━━ DATASET ROWS ━━

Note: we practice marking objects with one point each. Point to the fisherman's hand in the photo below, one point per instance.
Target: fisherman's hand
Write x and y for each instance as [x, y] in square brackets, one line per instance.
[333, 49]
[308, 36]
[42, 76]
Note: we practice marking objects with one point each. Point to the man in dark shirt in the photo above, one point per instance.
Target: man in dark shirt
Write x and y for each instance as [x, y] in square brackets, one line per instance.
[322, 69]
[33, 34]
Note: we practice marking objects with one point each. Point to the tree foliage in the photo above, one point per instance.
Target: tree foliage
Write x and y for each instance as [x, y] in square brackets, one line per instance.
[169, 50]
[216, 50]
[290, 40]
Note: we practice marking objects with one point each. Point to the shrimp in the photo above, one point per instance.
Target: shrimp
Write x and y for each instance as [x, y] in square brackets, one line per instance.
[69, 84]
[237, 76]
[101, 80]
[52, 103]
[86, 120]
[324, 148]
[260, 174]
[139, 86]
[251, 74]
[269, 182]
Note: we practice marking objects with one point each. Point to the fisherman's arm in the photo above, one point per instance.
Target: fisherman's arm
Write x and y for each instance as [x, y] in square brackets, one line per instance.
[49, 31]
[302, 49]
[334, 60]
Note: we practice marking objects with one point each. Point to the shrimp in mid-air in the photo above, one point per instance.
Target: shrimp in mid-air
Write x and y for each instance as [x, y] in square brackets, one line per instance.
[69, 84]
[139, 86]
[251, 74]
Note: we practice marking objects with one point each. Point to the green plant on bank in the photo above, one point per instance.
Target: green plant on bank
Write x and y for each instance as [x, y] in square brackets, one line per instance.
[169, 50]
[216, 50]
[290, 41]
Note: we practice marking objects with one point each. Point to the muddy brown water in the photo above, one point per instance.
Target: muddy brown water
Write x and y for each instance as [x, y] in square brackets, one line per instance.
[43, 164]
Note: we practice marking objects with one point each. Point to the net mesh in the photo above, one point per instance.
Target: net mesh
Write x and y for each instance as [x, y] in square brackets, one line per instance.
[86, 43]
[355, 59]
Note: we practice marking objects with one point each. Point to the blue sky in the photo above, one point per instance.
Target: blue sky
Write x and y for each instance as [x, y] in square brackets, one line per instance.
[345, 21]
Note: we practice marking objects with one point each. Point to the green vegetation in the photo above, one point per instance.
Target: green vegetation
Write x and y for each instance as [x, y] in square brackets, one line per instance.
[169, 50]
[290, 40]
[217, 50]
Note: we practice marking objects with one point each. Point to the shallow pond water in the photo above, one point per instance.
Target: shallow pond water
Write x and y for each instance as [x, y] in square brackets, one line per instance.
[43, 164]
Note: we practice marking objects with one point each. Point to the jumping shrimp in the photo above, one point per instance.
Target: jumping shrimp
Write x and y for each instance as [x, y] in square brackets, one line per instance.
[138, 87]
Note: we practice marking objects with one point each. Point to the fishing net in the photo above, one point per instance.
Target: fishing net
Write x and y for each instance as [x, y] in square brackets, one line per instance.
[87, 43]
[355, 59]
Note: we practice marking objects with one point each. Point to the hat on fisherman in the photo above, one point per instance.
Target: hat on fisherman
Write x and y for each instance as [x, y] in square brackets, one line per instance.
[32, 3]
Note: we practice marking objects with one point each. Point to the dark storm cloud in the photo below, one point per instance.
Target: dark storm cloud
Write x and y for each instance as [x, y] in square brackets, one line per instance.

━━━

▶ _REQUIREMENT_: Give every line of the entries above as a JSON list of strings, one string per line, leaving out any blank lines.

▶ _ANSWER BELOW_:
[
  "Note: we practice marking objects with one point each. Point to the fisherman's hand in the photo below, one point per instance.",
  "Target: fisherman's hand",
  "Write x and y for each instance as [x, y] in square brackets, one line per instance.",
  "[333, 49]",
  "[308, 36]",
  "[42, 76]",
  "Note: we practice marking objects with one point each. Point to the man in dark shirt in the photo above, one point per instance.",
  "Target: man in dark shirt",
  "Write x and y for each instance as [x, y] in square brackets, one line per instance.",
  "[322, 69]",
  "[33, 34]",
  "Note: we practice marking objects with one point each. Point to the tree foliage in the photo above, one point per instance.",
  "Target: tree foliage",
  "Write x and y for each instance as [x, y] in square brackets, one line per instance.",
  "[169, 50]",
  "[216, 50]",
  "[290, 40]",
  "Note: we practice marking objects with one point each. Point to the shrimp in the photo above, one point per instance.",
  "Target: shrimp",
  "Write x and y for each instance as [x, y] in square brackets, one line per instance.",
  "[69, 84]",
  "[237, 76]",
  "[101, 80]",
  "[52, 103]",
  "[86, 120]",
  "[324, 148]",
  "[260, 174]",
  "[139, 86]",
  "[251, 74]",
  "[269, 182]",
  "Note: we practice marking objects with one point each. Point to the fisherman's arm in the photo above, one point per instance.",
  "Target: fisherman's arm",
  "Write x and y for each instance as [x, y] in square brackets, one line per instance.",
  "[49, 31]",
  "[302, 49]",
  "[334, 60]",
  "Note: we practice marking objects with one point each. Point to the shrimp in mid-air in the photo above, one point per instance.",
  "Target: shrimp in mid-air",
  "Write x and y for each instance as [x, y] in square brackets, one line per instance.",
  "[69, 84]",
  "[139, 86]",
  "[251, 74]",
  "Note: we practice marking objects with one point each. Point to the green plant on bank in the photo above, one point per instance.",
  "Target: green plant on bank",
  "Write x and y for each instance as [x, y] in square brackets, one line per instance.",
  "[169, 50]",
  "[216, 50]",
  "[290, 41]",
  "Note: we practice marking objects with one point each. Point to the muddy brown water in the photo above, one point per instance.",
  "Target: muddy brown water",
  "Write x and y for each instance as [x, y] in square brackets, one line per instance.",
  "[43, 164]",
  "Note: we practice marking objects with one point each. Point to the net mesh in the photo above, one point per instance.",
  "Target: net mesh",
  "Write x and y for each instance as [x, y] in square brackets, one line per instance.",
  "[86, 43]",
  "[355, 59]",
  "Note: we practice marking objects with one point each. Point to the blue sky in the photo above, one point per instance.",
  "Target: blue sky",
  "Write x and y for each instance as [x, y] in square brackets, one line per instance.",
  "[345, 21]",
  "Note: we practice marking objects with one point each. Point to the green vegetation in the photo above, one point per instance.",
  "Target: green vegetation",
  "Write x and y for each instance as [x, y] in square brackets, one line per instance.",
  "[169, 50]",
  "[290, 40]",
  "[217, 50]",
  "Note: we practice marking objects with one point each. Point to the shallow pond water in the photo above, one point per instance.",
  "Target: shallow pond water",
  "Write x and y for each instance as [x, y] in square brackets, one line per instance.",
  "[43, 164]",
  "Note: we practice marking objects with one point each. Point to the jumping shrimp in the photo above, one point per instance.",
  "Target: jumping shrimp",
  "Write x and y for each instance as [x, y] in square brackets, one line per instance.",
  "[138, 87]",
  "Note: we practice marking objects with one point each. Point to the fishing net in the photo above, one point per instance.",
  "Target: fishing net",
  "Write x and y for each instance as [x, y] in square brackets, one line per instance.",
  "[87, 43]",
  "[355, 59]",
  "Note: we practice marking objects with one point each. Point to the hat on fisherman in the photo above, one point per instance.",
  "Target: hat on fisherman",
  "Write x and y for each instance as [x, y] in square brackets, one line per instance.",
  "[32, 3]",
  "Note: we practice marking objects with one point each. Point to the dark storm cloud in the photo below, one point per instance.",
  "Target: dark storm cloud",
  "Write x and y for each instance as [x, y] in square brackets, one line per instance."
]